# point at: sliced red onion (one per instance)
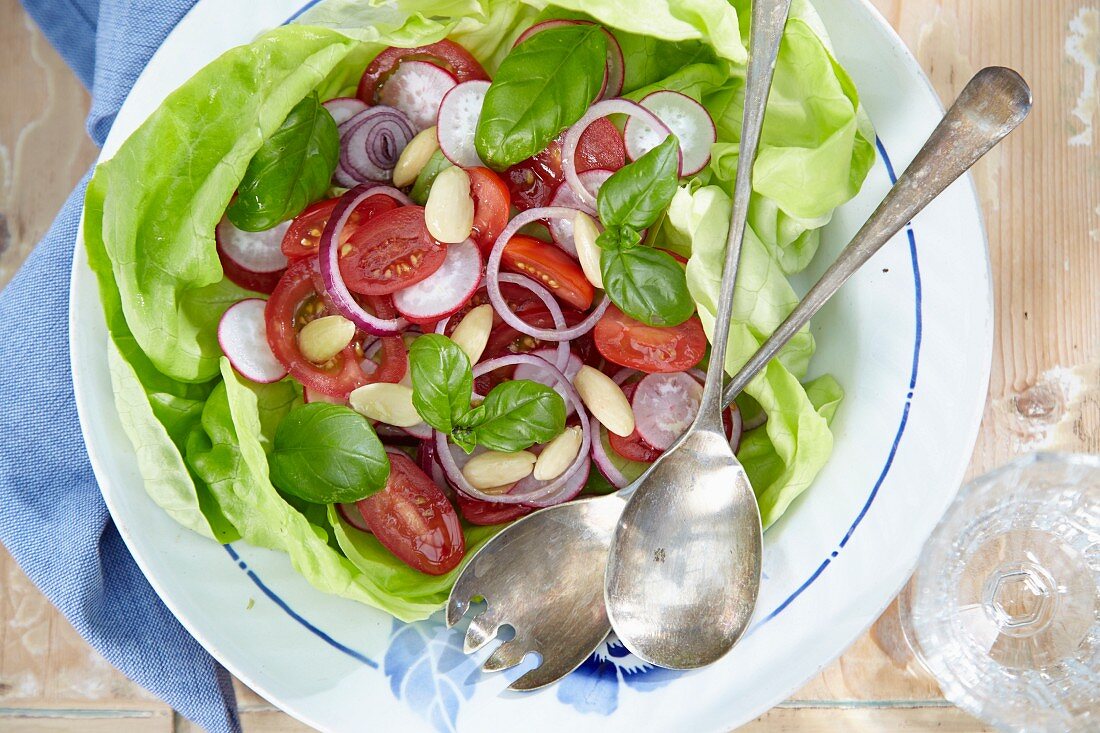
(573, 138)
(328, 262)
(372, 141)
(493, 279)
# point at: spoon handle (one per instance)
(991, 106)
(766, 31)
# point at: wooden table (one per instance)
(1041, 194)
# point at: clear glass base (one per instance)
(1004, 606)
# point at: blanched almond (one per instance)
(494, 469)
(323, 338)
(605, 400)
(558, 455)
(473, 330)
(386, 403)
(584, 237)
(449, 212)
(415, 156)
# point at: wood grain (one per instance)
(1041, 195)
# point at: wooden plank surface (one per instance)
(1041, 194)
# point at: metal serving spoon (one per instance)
(543, 576)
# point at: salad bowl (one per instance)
(910, 339)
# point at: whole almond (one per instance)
(473, 330)
(587, 252)
(494, 469)
(449, 212)
(415, 156)
(605, 400)
(558, 455)
(386, 403)
(323, 338)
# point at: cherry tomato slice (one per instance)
(551, 266)
(492, 207)
(294, 303)
(446, 54)
(534, 182)
(389, 252)
(650, 349)
(413, 518)
(304, 236)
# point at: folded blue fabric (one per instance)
(53, 520)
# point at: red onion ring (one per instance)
(543, 493)
(573, 138)
(493, 281)
(328, 262)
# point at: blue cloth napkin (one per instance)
(53, 520)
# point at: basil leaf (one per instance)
(289, 171)
(435, 165)
(543, 86)
(442, 381)
(514, 416)
(637, 194)
(647, 284)
(328, 453)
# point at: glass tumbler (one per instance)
(1004, 605)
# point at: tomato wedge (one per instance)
(446, 54)
(650, 349)
(411, 517)
(391, 251)
(551, 266)
(304, 236)
(534, 182)
(492, 207)
(294, 303)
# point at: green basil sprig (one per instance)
(328, 453)
(514, 416)
(545, 85)
(645, 283)
(290, 170)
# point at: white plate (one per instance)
(910, 338)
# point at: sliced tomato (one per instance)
(295, 302)
(391, 251)
(650, 349)
(492, 207)
(446, 54)
(532, 183)
(304, 236)
(551, 266)
(411, 517)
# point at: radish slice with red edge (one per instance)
(573, 139)
(664, 406)
(458, 121)
(444, 291)
(343, 108)
(328, 262)
(242, 334)
(561, 230)
(372, 143)
(417, 88)
(688, 120)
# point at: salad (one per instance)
(387, 279)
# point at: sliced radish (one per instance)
(417, 88)
(447, 290)
(561, 230)
(458, 121)
(546, 375)
(255, 251)
(688, 120)
(344, 108)
(242, 334)
(664, 406)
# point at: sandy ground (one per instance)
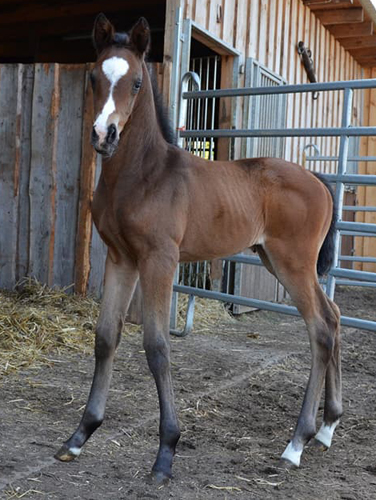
(238, 390)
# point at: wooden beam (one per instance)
(340, 16)
(363, 53)
(357, 43)
(348, 30)
(328, 4)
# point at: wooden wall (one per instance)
(47, 177)
(367, 195)
(269, 31)
(48, 171)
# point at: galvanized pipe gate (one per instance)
(340, 179)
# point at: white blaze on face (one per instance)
(114, 68)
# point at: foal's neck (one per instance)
(142, 147)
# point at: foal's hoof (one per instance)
(65, 454)
(285, 464)
(317, 445)
(158, 478)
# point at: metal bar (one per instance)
(269, 306)
(340, 188)
(350, 273)
(278, 132)
(284, 89)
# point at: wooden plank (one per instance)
(228, 22)
(348, 30)
(68, 162)
(285, 61)
(328, 4)
(270, 48)
(211, 23)
(253, 32)
(263, 22)
(87, 179)
(23, 152)
(225, 107)
(278, 36)
(241, 33)
(200, 13)
(340, 16)
(367, 62)
(42, 187)
(363, 53)
(8, 174)
(357, 43)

◆ ◆ ◆ ◆ ◆

_Task to complete_
Repeat the data exactly, without the pictures.

_Completed task_
# point at: sliced red onion (one per instance)
(573, 138)
(328, 262)
(372, 141)
(493, 279)
# point at: spoon handle (one per instance)
(991, 106)
(766, 31)
# point at: wooden table (one per instance)
(1041, 194)
# point at: clear glass base (one per instance)
(1004, 606)
# point at: blanched almond (one per instance)
(494, 469)
(323, 338)
(605, 400)
(558, 455)
(473, 330)
(386, 403)
(584, 237)
(449, 212)
(415, 156)
# point at: wood grain (one per instance)
(1041, 195)
# point at: wooden plank surface (one per instance)
(1041, 194)
# point at: metal serving spoon (one per instance)
(543, 576)
# point at: salad bowl (one per instance)
(910, 339)
# point at: whole almond (one per instance)
(473, 330)
(587, 252)
(494, 469)
(449, 212)
(415, 156)
(605, 400)
(558, 455)
(386, 403)
(323, 338)
# point at: cherry tomato slice (one per instance)
(551, 266)
(492, 207)
(294, 303)
(446, 54)
(534, 182)
(389, 252)
(650, 349)
(413, 518)
(304, 236)
# point at: folded blue fabric (one per instance)
(53, 520)
# point at: red onion ring (one per instance)
(543, 493)
(573, 138)
(493, 281)
(328, 262)
# point at: blue cloth napkin (one per instance)
(53, 520)
# point at: basil leaf (one per instance)
(289, 171)
(435, 165)
(543, 86)
(442, 381)
(514, 416)
(637, 194)
(647, 284)
(328, 453)
# point at: glass tumbler (one per instance)
(1004, 605)
# point at: tomato wedge (one per instance)
(446, 54)
(650, 349)
(411, 517)
(391, 251)
(551, 266)
(304, 236)
(534, 182)
(492, 207)
(294, 303)
# point at: green basil sprig (one per instance)
(328, 453)
(514, 416)
(545, 85)
(645, 283)
(290, 170)
# point at: white plate (one per instance)
(910, 338)
# point at: sliced tomato (one per instance)
(295, 302)
(391, 251)
(650, 349)
(492, 207)
(446, 54)
(532, 183)
(304, 236)
(551, 266)
(411, 517)
# point at: radish slice with red edge (one per instance)
(573, 139)
(664, 406)
(458, 121)
(444, 291)
(343, 108)
(328, 262)
(242, 334)
(561, 230)
(372, 143)
(417, 88)
(688, 120)
# point at: salad (one per instance)
(387, 279)
# point at: sliced radish (one per instance)
(417, 88)
(447, 290)
(561, 230)
(458, 121)
(546, 375)
(255, 251)
(688, 120)
(344, 108)
(242, 334)
(664, 406)
# point at: sandy ground (one per instance)
(238, 390)
# point at: wooden beam (one per instance)
(340, 16)
(363, 53)
(357, 43)
(348, 30)
(328, 4)
# point at: wooden wall (one per instance)
(47, 177)
(367, 195)
(269, 31)
(48, 171)
# point at: galvanized pipe gate (one per instance)
(340, 179)
# point at: white blaze on face (one per instance)
(114, 68)
# point at: foal's neck (one per instance)
(142, 147)
# point at: foal's hoof (one per instance)
(65, 454)
(285, 464)
(317, 445)
(158, 478)
# point at: metal bar (one per instance)
(269, 306)
(340, 188)
(350, 273)
(278, 132)
(284, 89)
# point at: wooden plank (one per instance)
(228, 22)
(348, 30)
(68, 162)
(285, 61)
(328, 4)
(270, 48)
(211, 23)
(253, 32)
(263, 22)
(87, 179)
(23, 152)
(225, 107)
(278, 36)
(241, 33)
(200, 13)
(340, 16)
(367, 62)
(42, 187)
(363, 53)
(8, 174)
(357, 43)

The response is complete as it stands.